Top of LISTED ENTRIES

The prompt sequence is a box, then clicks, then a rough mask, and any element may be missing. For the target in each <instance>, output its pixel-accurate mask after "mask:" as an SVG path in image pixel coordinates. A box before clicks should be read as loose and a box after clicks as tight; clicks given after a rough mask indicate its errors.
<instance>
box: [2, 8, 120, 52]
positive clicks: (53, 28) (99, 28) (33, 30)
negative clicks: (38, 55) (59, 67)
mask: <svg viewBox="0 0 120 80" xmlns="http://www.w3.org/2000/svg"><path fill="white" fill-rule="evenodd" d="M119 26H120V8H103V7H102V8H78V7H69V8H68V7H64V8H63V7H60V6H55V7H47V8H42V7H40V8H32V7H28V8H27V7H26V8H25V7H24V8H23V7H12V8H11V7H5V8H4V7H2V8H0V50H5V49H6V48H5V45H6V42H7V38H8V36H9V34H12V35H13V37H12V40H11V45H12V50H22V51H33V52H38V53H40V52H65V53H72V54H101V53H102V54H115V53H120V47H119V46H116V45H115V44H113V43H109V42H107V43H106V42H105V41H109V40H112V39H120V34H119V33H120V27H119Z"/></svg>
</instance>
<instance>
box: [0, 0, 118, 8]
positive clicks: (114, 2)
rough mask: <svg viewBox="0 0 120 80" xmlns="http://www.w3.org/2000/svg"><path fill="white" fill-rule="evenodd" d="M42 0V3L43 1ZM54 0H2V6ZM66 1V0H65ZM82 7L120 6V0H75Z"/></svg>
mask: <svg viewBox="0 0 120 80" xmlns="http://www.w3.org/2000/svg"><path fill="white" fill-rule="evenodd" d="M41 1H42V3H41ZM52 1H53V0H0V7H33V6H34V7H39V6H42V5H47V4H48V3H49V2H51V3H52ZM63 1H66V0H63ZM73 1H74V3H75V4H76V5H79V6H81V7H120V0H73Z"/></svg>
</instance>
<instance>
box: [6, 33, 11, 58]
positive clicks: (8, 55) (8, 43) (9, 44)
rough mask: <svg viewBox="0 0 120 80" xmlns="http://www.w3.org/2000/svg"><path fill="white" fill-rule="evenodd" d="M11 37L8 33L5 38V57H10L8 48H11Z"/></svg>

Bottom of LISTED ENTRIES

* [WHAT THE TASK REQUIRES] The complete data above is to be written out again as it stands.

* [EXERCISE OUTPUT]
The prompt sequence is a box, then clicks, then a rough mask, and any element may be missing. For the target in each <instance>, output its pixel-accurate mask after "mask:" as an SVG path in image pixel coordinates. A box before clicks should be read as loose and a box after clicks as tight; clicks given after a rough mask indicate its errors.
<instance>
box: [2, 8, 120, 52]
positive clicks: (53, 28) (99, 28) (33, 30)
negative clicks: (38, 55) (59, 67)
mask: <svg viewBox="0 0 120 80" xmlns="http://www.w3.org/2000/svg"><path fill="white" fill-rule="evenodd" d="M119 26H120V8H103V7H102V8H78V7H69V8H68V7H64V8H63V7H60V6H55V7H47V8H42V7H40V8H32V7H28V8H27V7H26V8H25V7H24V8H23V7H12V8H11V7H5V8H4V7H2V8H0V50H5V49H6V48H5V45H6V42H7V38H8V36H9V34H12V35H13V37H12V40H11V45H12V50H22V51H33V52H38V53H40V52H65V53H72V54H101V53H102V54H115V53H120V47H119V46H116V45H115V44H113V43H109V42H107V43H106V42H105V41H109V40H112V39H120V34H119V33H120V27H119Z"/></svg>
</instance>
<instance>
box: [0, 0, 118, 8]
positive clicks: (114, 2)
rough mask: <svg viewBox="0 0 120 80" xmlns="http://www.w3.org/2000/svg"><path fill="white" fill-rule="evenodd" d="M42 0V3L43 1ZM54 0H2V6ZM66 1V0H65ZM82 7L120 6V0H75Z"/></svg>
mask: <svg viewBox="0 0 120 80" xmlns="http://www.w3.org/2000/svg"><path fill="white" fill-rule="evenodd" d="M41 1H42V3H41ZM52 1H53V0H0V7H33V6H34V7H39V6H42V5H47V4H48V3H49V2H51V3H52ZM63 1H66V0H63ZM73 1H74V3H75V4H76V5H79V6H81V7H120V0H73Z"/></svg>
</instance>
<instance>
box: [6, 33, 11, 58]
positive clicks: (8, 55) (8, 43) (9, 44)
rough mask: <svg viewBox="0 0 120 80" xmlns="http://www.w3.org/2000/svg"><path fill="white" fill-rule="evenodd" d="M11 37L8 33L5 38V57H10L8 48H11Z"/></svg>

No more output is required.